_Task instructions:_ Continue the blog post on the Bayeux Tapestry as a graphic novel from where it stops.

-- BEGIN Given text --

Graphixia

#76 The Bayeux Tapestry: The World’s First Graphic Novel?

Hiya, Graphixians.  I’ve been away for a while and wrote this post “on location” in France where I had the chance to view the Bayeux Tapestry up close and personal.* It was a marvellous experience, even with the crowds and the constructed setting, but as I looked at it I was mostly finding myself thinking of how this historical artifact fits the parameters for a graphic novel.

I’m not the first person to have this thought.  Lots of us who want to see comics taken seriously in an academic context have looked to historical examples of graphic communication as a way to validate or historicize this field of study.  What makes the Bayeux Tapestry different than examples of, for example, cave paintings, is that the tapestry combines images and text as we’ve come to expect graphic narratives to do.

-- END Given text --
-- BEGIN Data segment --

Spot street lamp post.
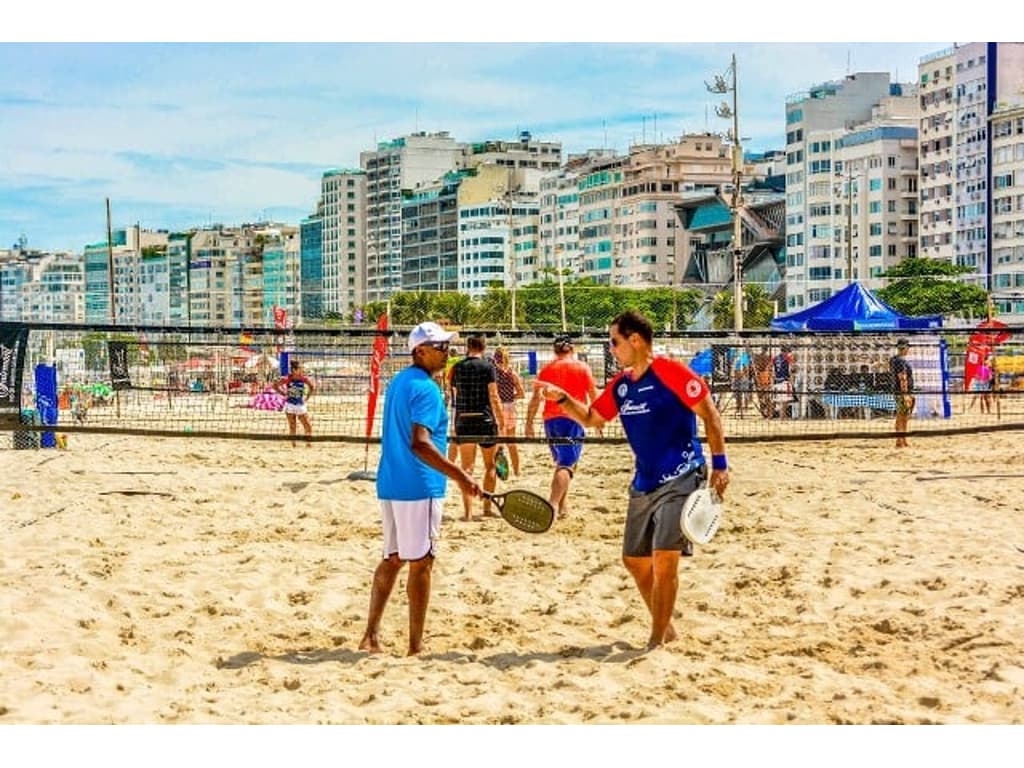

-- END Data segment --

_Expected answer:_
The tapestry is also interesting because its narrative follows a long period of time and includes historical backstory.  It tells, as I’m sure you know, the history of the Norman Conquest of England in 1066.  It’s a fantastically detailed text; we come to understand motivation, the passage of time, intrigue, deceit, and the complexity of victory.  It’s a testament to the depth and complexity of the text that people make arguments for it both as a work of victor’s history and a challenge to the dominant narrative about Norman Conquest.  In and of itself that’s kind of cool.

I want to focus on the interplay of time in the Bayeux Tapestry, because I think it’s the element that makes this storytelling most sophisticated, thereby speaking to the way we read graphic narratives now.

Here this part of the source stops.